▶ _GIVEN RECORDS_:
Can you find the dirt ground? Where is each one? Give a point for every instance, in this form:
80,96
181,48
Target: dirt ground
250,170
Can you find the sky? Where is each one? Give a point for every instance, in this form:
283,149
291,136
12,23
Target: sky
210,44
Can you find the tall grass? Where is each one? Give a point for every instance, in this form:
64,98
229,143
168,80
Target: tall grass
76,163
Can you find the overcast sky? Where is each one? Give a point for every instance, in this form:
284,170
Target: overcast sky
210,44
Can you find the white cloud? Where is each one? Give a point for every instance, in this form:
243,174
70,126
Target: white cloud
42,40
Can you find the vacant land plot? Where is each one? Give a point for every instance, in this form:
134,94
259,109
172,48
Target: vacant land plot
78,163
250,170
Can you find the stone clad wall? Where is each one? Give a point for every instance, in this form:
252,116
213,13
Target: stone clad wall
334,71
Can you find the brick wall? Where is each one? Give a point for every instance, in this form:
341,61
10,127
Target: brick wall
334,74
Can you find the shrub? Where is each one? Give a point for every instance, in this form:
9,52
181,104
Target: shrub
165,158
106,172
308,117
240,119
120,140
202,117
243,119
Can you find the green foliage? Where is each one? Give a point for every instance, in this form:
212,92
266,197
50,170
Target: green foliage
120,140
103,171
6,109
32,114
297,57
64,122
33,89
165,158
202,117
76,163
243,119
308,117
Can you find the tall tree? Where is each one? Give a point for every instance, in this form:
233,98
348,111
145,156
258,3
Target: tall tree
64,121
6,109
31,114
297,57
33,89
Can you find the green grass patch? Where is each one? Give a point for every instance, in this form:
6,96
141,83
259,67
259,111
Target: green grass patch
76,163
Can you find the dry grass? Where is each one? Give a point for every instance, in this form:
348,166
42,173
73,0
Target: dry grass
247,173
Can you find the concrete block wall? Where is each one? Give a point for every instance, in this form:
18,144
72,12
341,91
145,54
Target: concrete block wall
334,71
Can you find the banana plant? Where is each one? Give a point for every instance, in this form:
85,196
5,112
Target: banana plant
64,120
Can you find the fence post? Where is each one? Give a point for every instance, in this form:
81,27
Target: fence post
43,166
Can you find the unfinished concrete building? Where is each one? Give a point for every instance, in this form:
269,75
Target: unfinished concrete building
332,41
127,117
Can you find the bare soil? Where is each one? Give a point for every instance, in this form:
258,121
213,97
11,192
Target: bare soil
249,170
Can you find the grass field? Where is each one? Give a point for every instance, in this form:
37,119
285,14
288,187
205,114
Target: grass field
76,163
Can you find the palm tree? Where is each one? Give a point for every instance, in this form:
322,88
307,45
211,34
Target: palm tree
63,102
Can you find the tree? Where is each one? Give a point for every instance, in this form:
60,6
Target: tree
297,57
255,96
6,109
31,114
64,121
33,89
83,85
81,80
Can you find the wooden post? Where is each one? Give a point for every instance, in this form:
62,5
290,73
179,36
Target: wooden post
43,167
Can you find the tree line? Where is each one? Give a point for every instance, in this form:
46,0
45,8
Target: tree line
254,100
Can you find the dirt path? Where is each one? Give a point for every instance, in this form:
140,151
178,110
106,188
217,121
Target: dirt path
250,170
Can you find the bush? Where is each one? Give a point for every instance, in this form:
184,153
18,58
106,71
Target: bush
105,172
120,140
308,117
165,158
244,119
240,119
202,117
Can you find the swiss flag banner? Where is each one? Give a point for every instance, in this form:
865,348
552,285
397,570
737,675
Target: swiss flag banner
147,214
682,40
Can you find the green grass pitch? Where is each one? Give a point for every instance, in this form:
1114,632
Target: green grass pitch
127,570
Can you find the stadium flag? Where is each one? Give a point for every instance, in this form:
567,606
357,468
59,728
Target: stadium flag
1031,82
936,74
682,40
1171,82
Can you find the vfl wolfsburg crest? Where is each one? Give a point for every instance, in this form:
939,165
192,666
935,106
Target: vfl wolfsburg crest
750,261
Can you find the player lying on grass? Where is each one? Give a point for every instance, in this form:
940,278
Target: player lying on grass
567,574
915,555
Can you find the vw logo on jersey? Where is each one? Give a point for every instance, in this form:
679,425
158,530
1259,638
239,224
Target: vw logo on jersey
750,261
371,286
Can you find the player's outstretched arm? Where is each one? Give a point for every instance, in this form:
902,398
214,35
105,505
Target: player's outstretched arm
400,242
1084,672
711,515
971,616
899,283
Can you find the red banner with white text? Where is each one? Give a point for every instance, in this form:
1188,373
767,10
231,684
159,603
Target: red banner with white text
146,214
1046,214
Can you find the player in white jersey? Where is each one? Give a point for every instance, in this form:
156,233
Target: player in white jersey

▶ _EXERCISE DESCRIPTION_: The whole listing above needs to be written out exactly.

▶ _TASK SOLUTION_:
Can you find the dirt ground? Where is each one? Give a point for every instance, in this form:
80,96
181,48
Target: dirt ground
250,170
Can you find the sky? Where is each one? Give a point for every instance, in this form:
283,149
291,136
12,23
Target: sky
210,44
Can you find the tall grass? Where is each one? Give a point for every instance, in this form:
64,98
229,143
168,80
Target: tall grass
76,163
Can you find the overcast sky? Where is each one? Give a point for every instance, in this form:
284,170
Target: overcast sky
210,44
Can you find the white cloud? Where is each one? Give a point for every instance, in this form:
243,174
70,126
Target: white cloud
42,40
Can you find the vacant land plot? Where is each one? Give a point for every instance, in this form:
134,94
259,109
172,48
Target: vacant land plot
78,163
250,170
Can you find the stone clad wall? Where is each one? Give a point for every instance, in this form:
252,116
213,13
Target: stone clad wall
334,71
Can you find the brick wall? Where is each one? Give a point for every instance, in this form:
341,61
10,127
Target: brick wall
334,74
Can you find the shrub? Where is each one? Give a point for every instance, in this form:
9,52
181,104
Target: shrub
165,158
106,172
308,117
240,119
120,140
202,117
243,119
Can you find the green foliage? Where is each one? Give a point for every instance, in this form:
212,92
266,197
50,170
Target: green foliage
120,140
103,171
6,109
32,114
297,57
64,122
33,89
165,158
202,117
76,163
243,119
308,117
Can you find the tall tree? Where is each one? Give a point for every instance, in this form:
233,98
348,111
145,156
258,3
Target: tall tree
64,121
6,109
31,114
297,57
33,89
Can you find the green grass patch? Where is each one? Give a point for every instance, in this form:
6,96
141,83
259,67
259,111
Target: green grass patch
76,163
Can you find the dry grass? Where is each one? Give a point for every instance, in this form:
348,166
42,173
73,0
Target: dry grass
247,173
Can you find the concrete block wall? Where is each one? Give a point for every instance, in this form:
18,144
72,12
341,91
145,54
Target: concrete block wall
334,71
Can you find the banana plant? Where is each one? Give a point for every instance, in this form:
85,196
5,112
Target: banana plant
64,120
Can you find the fence post? Where is each one? Give a point for every instance, in this form:
81,27
Target: fence post
43,166
Can you find the unfinished concrete building? Where is each one? Give a point for every instance, in this form:
269,75
Target: unfinished concrete building
332,41
127,117
Can you find the bare soil? Where is each one? Give a point for every instance, in this form:
258,121
213,97
11,192
Target: bare soil
249,170
Can you find the grass field? Where is each one? Give a point for every instance, in this form:
37,119
285,14
288,187
205,114
Target: grass field
76,163
Can you find the palm tree? Where is each one? Give a point for every instance, in this form:
322,88
307,45
211,34
Target: palm tree
63,102
Can you find the tree? Where is each one? Give a point for every instance, in this form:
60,6
Target: tree
297,57
255,96
6,109
31,114
64,121
33,89
83,85
81,80
Can you find the wooden post? Where is each one? Give a point for every instance, in this form:
62,5
290,73
179,36
Target: wooden post
43,167
Can you find the tree line? Where is each one? Give a point for every instance, in this form:
46,0
45,8
Target: tree line
254,100
Can you find the dirt path? Where is each one? Give a point for every instance, in this form:
140,151
178,110
106,188
217,121
Target: dirt path
250,170
Can you find the bush? Where is each one? Give a point for every instance, in this form:
184,153
18,58
106,71
Target: bush
105,172
120,140
308,117
165,158
244,119
240,119
202,117
Can you find the swiss flag banner? Where is each one? Give a point for every instance, in this form:
865,348
552,285
397,570
737,675
Target: swiss flag banner
147,214
682,40
Can you find the green grass pitch? Where is each one? Give a point for every instance, in this form:
1114,632
Target: green grass pitch
127,570
Can you find the stadium flag? Where is each one? Give a point for every instance, in this form:
567,606
357,468
59,728
Target: stadium flag
1031,82
936,74
682,40
1171,82
Can you find the vfl wolfsburg crest? Where is each one? Give a point for every instance, in this form:
939,165
192,666
935,106
Target: vfl wolfsburg crest
750,261
Can you find the player lying on grass? Where is each one? Give a point for every instance, in this form:
940,278
Target: player lying on grass
567,574
915,555
Can you find the vw logo on jersey? Where is each one? Give a point for every instance, in this form:
679,425
158,530
1259,638
239,224
Target: vw logo on jersey
750,261
371,286
Can you find the player's outstretched arm? Where is each one? Give a point for every instance, in this form:
902,398
214,35
105,505
Target: player's outstretched arm
400,242
1084,672
711,515
971,616
899,283
Can you find the red banner with white text? Where is each one? Give a point for every instance, in this form:
1188,373
767,10
231,684
159,603
Target: red banner with white text
146,214
1046,214
Can you find the player in white jersey? Where is each one? Give a point for every instance, in this form:
156,233
Target: player in white jersey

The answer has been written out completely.